[Stored data]
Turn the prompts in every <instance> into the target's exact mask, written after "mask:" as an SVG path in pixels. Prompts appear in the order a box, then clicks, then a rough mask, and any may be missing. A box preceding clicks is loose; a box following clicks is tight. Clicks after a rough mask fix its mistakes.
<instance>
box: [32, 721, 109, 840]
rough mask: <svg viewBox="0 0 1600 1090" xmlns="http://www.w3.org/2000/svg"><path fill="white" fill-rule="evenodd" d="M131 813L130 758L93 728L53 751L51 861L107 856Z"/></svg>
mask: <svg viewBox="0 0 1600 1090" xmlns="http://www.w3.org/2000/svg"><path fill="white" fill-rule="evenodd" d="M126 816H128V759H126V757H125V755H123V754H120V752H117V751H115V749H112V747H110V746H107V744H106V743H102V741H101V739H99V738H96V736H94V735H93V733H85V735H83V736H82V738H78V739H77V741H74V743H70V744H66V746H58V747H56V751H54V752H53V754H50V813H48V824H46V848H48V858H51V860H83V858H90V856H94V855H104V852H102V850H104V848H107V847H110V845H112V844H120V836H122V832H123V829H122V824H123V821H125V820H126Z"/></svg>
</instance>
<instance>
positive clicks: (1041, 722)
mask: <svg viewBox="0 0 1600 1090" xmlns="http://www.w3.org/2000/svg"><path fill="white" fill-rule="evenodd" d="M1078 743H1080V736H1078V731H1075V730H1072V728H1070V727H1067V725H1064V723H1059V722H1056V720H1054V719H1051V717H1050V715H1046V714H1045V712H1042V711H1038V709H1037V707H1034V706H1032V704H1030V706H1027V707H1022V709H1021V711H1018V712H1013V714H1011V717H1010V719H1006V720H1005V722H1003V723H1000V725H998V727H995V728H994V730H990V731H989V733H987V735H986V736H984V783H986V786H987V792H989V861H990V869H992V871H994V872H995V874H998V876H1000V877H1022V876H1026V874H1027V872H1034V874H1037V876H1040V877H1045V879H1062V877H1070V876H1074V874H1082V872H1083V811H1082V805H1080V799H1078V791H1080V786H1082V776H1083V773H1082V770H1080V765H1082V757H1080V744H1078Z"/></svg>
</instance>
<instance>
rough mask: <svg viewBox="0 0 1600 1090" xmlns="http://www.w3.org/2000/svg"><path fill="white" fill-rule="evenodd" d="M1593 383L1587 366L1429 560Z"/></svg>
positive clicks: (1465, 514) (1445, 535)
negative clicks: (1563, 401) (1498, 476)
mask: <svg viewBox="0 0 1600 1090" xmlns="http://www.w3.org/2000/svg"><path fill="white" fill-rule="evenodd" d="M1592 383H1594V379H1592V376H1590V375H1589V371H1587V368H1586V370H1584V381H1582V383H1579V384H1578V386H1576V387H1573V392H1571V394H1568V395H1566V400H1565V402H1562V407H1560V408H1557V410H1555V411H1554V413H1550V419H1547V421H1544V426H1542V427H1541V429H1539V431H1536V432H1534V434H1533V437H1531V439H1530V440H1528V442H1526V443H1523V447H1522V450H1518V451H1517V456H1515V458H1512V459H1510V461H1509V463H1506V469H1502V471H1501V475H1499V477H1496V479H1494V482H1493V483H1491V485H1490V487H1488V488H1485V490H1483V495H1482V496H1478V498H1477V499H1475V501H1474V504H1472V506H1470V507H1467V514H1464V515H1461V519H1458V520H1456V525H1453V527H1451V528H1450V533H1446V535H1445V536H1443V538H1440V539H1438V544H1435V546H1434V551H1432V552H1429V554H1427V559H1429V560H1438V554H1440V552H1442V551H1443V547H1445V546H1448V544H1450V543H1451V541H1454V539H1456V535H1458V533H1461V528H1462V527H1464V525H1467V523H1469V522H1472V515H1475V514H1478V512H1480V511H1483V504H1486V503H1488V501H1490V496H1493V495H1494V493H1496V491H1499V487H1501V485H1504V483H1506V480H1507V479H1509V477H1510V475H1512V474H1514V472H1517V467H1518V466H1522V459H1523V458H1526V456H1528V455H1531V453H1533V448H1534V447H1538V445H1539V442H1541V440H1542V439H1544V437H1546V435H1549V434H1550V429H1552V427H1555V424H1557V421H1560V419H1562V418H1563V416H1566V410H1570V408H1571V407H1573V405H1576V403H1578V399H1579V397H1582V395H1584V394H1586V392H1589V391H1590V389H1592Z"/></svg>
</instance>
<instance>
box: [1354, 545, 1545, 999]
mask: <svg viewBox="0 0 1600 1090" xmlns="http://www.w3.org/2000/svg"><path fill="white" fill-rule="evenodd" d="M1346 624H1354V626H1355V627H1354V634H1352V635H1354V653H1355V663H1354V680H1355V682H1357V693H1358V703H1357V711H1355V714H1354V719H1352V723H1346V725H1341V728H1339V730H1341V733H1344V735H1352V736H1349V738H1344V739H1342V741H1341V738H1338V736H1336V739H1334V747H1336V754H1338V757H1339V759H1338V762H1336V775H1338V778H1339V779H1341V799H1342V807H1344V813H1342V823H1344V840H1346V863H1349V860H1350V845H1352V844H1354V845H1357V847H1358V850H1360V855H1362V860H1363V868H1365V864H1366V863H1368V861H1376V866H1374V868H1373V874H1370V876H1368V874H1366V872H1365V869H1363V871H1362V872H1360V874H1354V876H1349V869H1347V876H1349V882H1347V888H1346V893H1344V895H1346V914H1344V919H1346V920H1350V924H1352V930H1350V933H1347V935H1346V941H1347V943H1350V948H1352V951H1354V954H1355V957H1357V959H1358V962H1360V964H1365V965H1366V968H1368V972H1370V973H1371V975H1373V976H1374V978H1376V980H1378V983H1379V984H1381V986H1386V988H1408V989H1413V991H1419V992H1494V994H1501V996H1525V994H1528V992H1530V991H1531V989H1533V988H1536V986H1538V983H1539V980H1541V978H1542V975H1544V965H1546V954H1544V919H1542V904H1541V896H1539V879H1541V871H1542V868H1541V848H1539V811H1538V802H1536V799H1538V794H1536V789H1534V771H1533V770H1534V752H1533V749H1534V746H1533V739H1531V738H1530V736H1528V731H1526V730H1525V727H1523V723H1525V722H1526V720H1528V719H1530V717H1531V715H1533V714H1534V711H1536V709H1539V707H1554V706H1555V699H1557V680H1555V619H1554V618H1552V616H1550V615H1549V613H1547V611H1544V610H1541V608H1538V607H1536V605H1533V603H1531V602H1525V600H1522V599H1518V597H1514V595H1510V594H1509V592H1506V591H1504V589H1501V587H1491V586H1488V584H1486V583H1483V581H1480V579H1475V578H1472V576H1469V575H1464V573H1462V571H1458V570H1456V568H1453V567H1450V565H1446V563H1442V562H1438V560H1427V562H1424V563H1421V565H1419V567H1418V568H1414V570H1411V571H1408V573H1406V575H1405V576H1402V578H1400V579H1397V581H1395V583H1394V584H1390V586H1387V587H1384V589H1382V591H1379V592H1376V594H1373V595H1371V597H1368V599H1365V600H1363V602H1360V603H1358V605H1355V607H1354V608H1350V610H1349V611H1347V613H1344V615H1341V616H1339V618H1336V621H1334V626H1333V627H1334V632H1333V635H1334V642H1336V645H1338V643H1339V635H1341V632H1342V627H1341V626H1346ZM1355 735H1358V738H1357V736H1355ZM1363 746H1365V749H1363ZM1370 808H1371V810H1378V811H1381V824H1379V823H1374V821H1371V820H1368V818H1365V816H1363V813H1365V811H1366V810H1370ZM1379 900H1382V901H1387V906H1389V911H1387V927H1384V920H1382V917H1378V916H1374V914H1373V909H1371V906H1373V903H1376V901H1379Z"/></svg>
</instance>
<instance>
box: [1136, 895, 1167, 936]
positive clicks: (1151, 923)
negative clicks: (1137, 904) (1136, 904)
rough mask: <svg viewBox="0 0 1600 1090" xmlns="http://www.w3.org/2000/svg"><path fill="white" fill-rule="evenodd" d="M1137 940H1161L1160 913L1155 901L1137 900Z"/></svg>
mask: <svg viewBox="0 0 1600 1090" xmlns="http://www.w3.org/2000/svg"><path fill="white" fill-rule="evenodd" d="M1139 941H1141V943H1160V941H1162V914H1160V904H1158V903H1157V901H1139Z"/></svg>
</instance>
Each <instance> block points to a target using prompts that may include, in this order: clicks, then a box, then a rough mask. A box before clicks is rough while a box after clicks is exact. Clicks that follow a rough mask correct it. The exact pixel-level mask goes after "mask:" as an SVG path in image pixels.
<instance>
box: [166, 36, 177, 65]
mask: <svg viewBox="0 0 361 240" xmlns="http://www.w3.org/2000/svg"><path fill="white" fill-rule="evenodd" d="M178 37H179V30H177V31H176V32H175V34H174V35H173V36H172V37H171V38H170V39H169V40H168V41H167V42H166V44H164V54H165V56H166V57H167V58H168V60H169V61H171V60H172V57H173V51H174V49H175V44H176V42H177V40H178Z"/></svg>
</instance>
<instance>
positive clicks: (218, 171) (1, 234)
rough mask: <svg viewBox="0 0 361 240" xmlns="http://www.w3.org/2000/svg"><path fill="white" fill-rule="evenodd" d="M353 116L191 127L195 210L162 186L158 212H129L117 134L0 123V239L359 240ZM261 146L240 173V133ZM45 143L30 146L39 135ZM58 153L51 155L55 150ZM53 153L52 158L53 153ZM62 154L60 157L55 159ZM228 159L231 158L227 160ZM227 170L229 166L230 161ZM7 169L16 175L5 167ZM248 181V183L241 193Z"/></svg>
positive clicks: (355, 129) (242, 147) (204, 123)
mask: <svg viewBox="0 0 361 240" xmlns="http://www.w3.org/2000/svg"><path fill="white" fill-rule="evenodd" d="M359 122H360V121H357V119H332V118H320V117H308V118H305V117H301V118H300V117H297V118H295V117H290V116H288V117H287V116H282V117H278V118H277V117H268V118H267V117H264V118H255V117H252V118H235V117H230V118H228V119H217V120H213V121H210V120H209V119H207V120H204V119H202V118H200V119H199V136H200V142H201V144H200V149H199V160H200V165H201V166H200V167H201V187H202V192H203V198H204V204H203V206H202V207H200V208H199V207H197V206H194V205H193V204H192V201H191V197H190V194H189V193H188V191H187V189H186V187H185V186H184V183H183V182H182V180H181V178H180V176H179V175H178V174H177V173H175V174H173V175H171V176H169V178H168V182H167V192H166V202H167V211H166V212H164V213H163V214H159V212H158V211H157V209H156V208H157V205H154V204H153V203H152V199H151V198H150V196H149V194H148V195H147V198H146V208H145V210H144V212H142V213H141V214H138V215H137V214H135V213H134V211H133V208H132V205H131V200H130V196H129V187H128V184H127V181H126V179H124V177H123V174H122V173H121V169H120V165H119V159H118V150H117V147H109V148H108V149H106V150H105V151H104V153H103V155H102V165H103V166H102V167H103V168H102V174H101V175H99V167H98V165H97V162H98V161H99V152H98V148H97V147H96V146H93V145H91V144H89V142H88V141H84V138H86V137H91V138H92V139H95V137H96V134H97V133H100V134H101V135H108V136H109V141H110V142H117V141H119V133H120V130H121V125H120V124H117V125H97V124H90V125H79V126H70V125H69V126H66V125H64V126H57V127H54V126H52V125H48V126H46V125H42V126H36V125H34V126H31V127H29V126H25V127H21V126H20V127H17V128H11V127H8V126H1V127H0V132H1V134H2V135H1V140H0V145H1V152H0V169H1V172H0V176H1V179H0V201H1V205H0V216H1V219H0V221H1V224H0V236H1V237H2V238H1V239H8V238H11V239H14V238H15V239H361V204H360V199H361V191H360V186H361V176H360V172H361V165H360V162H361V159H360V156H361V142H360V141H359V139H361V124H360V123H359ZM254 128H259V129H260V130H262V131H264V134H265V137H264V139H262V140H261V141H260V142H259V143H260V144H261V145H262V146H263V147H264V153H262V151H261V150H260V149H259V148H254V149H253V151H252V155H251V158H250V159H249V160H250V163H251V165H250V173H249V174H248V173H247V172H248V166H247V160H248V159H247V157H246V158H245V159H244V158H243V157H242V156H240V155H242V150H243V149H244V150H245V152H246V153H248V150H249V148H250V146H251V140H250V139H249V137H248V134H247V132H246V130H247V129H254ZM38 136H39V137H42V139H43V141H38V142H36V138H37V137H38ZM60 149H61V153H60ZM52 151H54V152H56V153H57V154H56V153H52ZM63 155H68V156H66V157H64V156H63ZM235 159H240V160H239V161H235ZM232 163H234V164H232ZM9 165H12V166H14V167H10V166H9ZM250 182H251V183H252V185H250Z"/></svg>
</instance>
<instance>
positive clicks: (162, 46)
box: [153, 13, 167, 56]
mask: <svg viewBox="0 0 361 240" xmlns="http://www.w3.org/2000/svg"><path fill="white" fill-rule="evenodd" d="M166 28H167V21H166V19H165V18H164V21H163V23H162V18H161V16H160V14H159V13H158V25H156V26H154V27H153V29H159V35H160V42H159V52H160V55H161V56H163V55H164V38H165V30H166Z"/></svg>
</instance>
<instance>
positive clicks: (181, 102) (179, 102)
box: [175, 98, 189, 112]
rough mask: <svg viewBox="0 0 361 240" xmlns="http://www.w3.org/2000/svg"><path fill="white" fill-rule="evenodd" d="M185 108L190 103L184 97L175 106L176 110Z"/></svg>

Your instructions
Write out the items word for word, beginning at their first line and stopping after the line that contains "813L130 758L93 728L53".

Answer space
Turn the prompts in every <instance> into the target's exact mask, written after "mask:" as an SVG path in pixels. Prompts appear in the order a box, then clicks, then a rough mask, and any may be missing. A box preceding clicks is loose; a box following clicks is tight. Clicks after a rough mask fix its mistakes.
<instance>
box: [32, 721, 109, 840]
rough mask: <svg viewBox="0 0 1600 1090" xmlns="http://www.w3.org/2000/svg"><path fill="white" fill-rule="evenodd" d="M131 813L130 758L93 728L53 751L51 861L107 856Z"/></svg>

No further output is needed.